(Referring expression data)
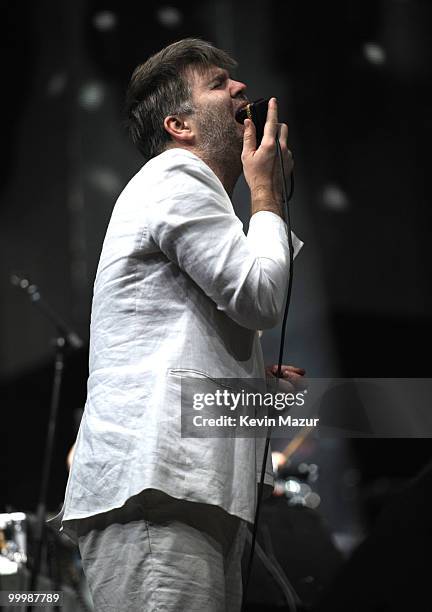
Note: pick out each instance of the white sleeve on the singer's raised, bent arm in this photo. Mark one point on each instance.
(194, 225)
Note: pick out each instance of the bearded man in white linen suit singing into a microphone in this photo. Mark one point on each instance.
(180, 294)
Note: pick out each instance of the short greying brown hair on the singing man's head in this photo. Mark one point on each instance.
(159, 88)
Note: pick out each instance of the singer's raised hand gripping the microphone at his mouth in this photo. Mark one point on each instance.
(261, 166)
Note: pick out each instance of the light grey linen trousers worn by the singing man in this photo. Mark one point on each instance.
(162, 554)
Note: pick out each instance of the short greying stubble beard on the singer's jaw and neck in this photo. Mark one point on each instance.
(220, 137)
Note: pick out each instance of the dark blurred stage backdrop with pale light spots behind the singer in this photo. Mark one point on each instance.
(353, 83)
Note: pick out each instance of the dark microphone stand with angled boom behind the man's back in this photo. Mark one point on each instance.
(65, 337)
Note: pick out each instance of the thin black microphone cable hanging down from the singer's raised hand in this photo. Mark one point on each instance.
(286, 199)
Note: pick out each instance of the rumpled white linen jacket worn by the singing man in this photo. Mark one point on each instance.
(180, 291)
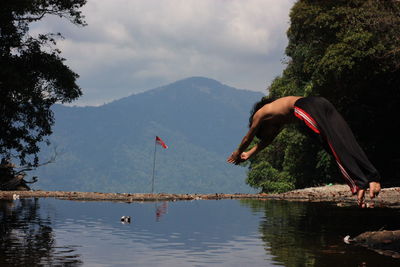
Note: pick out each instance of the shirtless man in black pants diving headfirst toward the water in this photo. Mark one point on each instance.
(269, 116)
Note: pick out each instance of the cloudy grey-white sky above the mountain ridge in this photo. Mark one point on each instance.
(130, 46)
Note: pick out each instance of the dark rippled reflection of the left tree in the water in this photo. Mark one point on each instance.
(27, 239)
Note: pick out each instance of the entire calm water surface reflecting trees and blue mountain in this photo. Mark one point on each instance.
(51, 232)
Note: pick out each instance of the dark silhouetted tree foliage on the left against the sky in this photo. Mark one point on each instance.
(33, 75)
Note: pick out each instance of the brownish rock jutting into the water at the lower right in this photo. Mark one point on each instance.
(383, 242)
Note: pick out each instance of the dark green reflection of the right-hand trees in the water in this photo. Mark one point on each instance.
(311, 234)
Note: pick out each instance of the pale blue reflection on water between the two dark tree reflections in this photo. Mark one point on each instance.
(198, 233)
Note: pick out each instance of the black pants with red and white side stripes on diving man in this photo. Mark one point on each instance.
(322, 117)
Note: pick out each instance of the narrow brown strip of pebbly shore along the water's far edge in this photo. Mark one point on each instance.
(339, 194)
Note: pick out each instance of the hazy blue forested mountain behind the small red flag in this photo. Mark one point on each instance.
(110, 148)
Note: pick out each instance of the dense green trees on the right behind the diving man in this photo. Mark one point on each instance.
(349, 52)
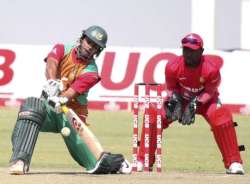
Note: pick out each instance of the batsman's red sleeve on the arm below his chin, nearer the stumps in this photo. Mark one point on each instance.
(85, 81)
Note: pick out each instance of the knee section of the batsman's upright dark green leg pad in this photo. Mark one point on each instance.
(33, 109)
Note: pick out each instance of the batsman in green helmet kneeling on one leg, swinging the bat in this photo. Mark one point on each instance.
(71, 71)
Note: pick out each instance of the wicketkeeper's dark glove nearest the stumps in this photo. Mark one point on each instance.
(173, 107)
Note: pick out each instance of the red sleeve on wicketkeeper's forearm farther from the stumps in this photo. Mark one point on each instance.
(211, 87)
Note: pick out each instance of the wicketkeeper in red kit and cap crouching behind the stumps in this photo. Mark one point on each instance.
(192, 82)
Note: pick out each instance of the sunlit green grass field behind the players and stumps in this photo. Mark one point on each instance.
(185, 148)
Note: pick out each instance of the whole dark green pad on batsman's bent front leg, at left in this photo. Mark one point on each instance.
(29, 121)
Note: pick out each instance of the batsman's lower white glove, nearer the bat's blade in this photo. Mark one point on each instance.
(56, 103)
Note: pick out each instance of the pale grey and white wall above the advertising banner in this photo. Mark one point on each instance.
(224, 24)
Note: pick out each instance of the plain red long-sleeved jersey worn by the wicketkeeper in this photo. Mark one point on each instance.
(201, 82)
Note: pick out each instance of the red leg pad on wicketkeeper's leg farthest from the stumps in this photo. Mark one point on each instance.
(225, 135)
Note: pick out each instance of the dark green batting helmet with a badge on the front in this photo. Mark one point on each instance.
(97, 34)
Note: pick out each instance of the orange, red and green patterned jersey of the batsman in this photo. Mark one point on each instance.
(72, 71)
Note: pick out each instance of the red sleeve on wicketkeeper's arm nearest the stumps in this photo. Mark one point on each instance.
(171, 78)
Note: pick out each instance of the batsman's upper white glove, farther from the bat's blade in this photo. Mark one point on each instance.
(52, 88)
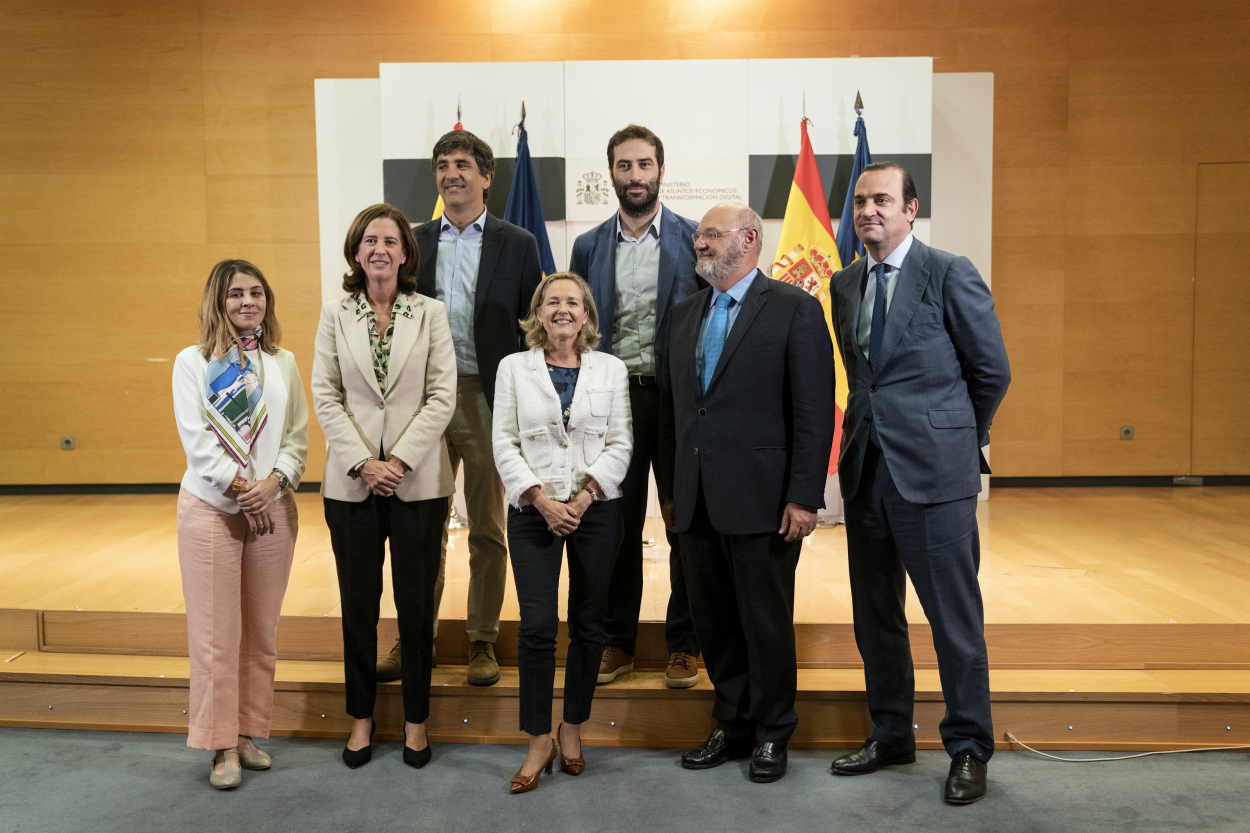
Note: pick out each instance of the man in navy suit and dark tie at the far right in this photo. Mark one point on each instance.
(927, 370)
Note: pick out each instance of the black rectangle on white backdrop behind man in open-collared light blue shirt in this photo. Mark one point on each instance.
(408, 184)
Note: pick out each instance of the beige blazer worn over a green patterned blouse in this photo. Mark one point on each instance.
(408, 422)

§ **WORK INSTRUCTION**: Quote the records in full and exactly; skip any image.

§ **SOLUTION FOR THIS EXERCISE**:
Note: pick out each instance of the white sleeve on the singer's raised, bent arm in this photo. Mark one point on each instance.
(194, 225)
Note: pick out each instance of the bearded man in white linen suit singing into a microphone in this photo. Mark one point on each instance.
(180, 294)
Note: pick out each instance of the short greying brown hair on the singing man's head in this photo. Mark one point on each instance.
(159, 88)
Note: pick out each instance of the singer's raised hand gripping the microphone at his mouth in this photo. Mark one point on each instance.
(261, 166)
Note: pick out each instance of the light grey linen trousers worn by the singing man in this photo. Mark one point on each instance.
(162, 554)
Note: pick out each instance of the short greying stubble beard on the singer's jaw and neck in this photo. Mark one point on each instance.
(220, 137)
Note: pick out each instance of the dark blurred stage backdrop with pale light spots behind the singer in this photo. Mark one point on each instance.
(353, 83)
Note: pick out each instance of the dark microphone stand with angled boom behind the man's back in this photo. Mark one point on each instance.
(65, 337)
Note: pick out each instance of the thin black microphone cable hanging down from the singer's raised hand in this photo. Mark one point on each instance.
(286, 199)
Note: pick out each instance of the rumpled white linen jacket worn by the singing man in this photo. Mark one point on each instance.
(180, 291)
Note: pick out each instance of the shirtless man in black pants diving headfirst toward the water in this photo. Mark one point on each instance.
(269, 116)
Note: pick out each instance of the cloudy grey-white sky above the mountain ridge in this photo. Mark one point on each instance.
(130, 46)
Note: pick out each instance of the dark rippled reflection of the left tree in the water in this photo. Mark one point on each instance.
(27, 239)
Note: pick out each instance of the entire calm water surface reflecting trees and blue mountain in this photo. Mark one point on each instance.
(51, 232)
Note: pick out each instance of the dark silhouetted tree foliage on the left against the sky in this photo. Mark one point on each instance.
(33, 75)
Note: pick out each instance of the brownish rock jutting into the water at the lower right in this photo. Mark one point on each instance.
(383, 242)
Note: pick out each instance of the dark green reflection of the right-hand trees in the water in this photo. Mark one point on each instance.
(311, 234)
Note: pick out each instance of the pale blue reflection on water between the two dark tree reflections in this photo. Mark one point on each instance.
(198, 233)
Note: pick out each instance of the black pants with red and white side stripes on diving man in this photo. Mark one point on each instance.
(322, 117)
Note: pick out each instance of the narrow brown strip of pebbly shore along the water's far edge in this photo. Mark one point on each instance.
(339, 194)
Note: pick out each instance of the hazy blue forested mountain behind the small red flag in this photo. Mark one point on each instance.
(110, 148)
Note: pick out each instance of the dense green trees on the right behind the diving man in this photo. Mark one point on each instance.
(349, 52)
Note: pick out each instance of the batsman's red sleeve on the arm below his chin, nearer the stumps in this photo. Mark one point on each instance.
(85, 81)
Note: pick out each instance of the knee section of the batsman's upright dark green leg pad in this photo. Mark one point on each instance.
(33, 109)
Note: pick out each instance of the batsman in green helmet kneeling on one leg, swinging the bat in this photo. Mark one point on each instance.
(71, 71)
Note: pick out each instance of the wicketkeeper's dark glove nearest the stumps in this photo. Mark one point on each instance.
(173, 107)
Note: pick out each instance of the red sleeve on wicketkeeper's forearm farther from the stumps in this photo. Mark one point on each instance.
(211, 87)
Note: pick out each instance of the wicketkeeper in red kit and cap crouching behind the stumps in this photo. Mark one point on each instance.
(192, 82)
Note: pick out each instance of the sunlit green grass field behind the players and stumps in this photo. Mark one point on each instance.
(185, 148)
Note: pick out each instance of the whole dark green pad on batsman's bent front leg, at left in this photo. Mark one point on each instance.
(29, 121)
Note: pick out each instance of the batsman's lower white glove, nearer the bat's blade in this photo. Mark one point on each instance.
(56, 103)
Note: pick out each instance of the pale grey and white wall above the advertising banner in this photo. Mark one point on each instance.
(224, 24)
Note: pick out each instance of the plain red long-sleeved jersey worn by the wicketkeeper in this photo. Mark one point on each instance.
(201, 82)
Note: pick out each instance of the red leg pad on wicketkeeper's leg farthest from the stumps in this photo. Mark one point on each instance.
(225, 135)
Note: pick out each instance of the dark green batting helmet with a badge on the front in this photo. Mark one point on each instance.
(97, 34)
Note: pick out each instance of the orange, red and green patterned jersey of the batsman in this photo. Mark one point on each instance.
(72, 71)
Note: pick out each instance of the red sleeve on wicketkeeper's arm nearest the stumps in this photo. Mark one point on each instance.
(171, 78)
Note: pick out each instance of the batsman's upper white glove, farther from the bat's blade in this photo. Mark one point on each instance.
(52, 88)
Note: pick out each instance of the man in navy suit and dark tie at the far right in this photo. Mark one point on each instance.
(927, 370)
Note: pick out each instance of the black rectangle on white backdrop behind man in open-collared light blue shirt in this photo. Mark one point on each instance.
(408, 184)
Note: pick out each instance of the beige blazer worn over a green patterned blouse in this photo. Mark one point on each instance.
(408, 422)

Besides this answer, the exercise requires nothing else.